* START Provided records *
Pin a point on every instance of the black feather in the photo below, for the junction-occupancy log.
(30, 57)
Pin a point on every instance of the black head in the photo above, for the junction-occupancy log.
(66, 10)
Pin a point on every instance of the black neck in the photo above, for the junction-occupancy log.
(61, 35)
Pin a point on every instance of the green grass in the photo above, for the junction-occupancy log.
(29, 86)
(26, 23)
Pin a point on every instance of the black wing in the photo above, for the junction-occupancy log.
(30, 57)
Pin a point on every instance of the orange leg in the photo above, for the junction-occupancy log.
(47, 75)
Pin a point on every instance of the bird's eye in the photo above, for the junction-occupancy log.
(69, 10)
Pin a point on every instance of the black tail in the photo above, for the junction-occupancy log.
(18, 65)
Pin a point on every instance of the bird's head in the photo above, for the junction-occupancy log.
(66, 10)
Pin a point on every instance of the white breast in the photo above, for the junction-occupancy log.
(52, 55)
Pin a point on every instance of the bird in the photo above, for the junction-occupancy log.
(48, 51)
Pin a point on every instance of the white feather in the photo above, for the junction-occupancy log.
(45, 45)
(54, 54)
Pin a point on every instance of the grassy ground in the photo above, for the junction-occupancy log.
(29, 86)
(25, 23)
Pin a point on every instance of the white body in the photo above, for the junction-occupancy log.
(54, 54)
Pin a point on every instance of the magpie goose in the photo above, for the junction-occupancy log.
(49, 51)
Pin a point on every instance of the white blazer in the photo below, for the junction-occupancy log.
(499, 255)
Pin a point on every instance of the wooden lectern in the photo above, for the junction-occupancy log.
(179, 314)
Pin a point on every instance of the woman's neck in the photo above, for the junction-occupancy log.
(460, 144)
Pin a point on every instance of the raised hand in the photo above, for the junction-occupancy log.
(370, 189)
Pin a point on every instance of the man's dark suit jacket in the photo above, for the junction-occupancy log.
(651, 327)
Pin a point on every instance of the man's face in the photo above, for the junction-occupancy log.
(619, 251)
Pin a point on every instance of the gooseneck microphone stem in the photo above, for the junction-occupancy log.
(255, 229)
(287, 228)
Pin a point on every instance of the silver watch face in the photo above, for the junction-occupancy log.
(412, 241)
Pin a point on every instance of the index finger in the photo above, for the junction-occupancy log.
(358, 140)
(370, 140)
* END Provided records *
**Do this**
Copy out every line from the one containing "Pin a point on every instance of the man's face" through the end of the records, not only the coordinate pairs, and shift each point coordinate by -85.

**Answer to the exercise**
Pin a point on every instance of the man's face in the photo above, for the junction-occupancy log.
(534, 166)
Pin a point on every instance of the gooseneck microphone stem in the photo above, for the junction-occupancy log.
(170, 144)
(202, 143)
Pin a point on every instance of the silver watch face in the photo above, for the junction-occupancy log.
(327, 156)
Pin a point on every instance of the index finger in the photo above, for the junction-occupancy log.
(273, 55)
(285, 55)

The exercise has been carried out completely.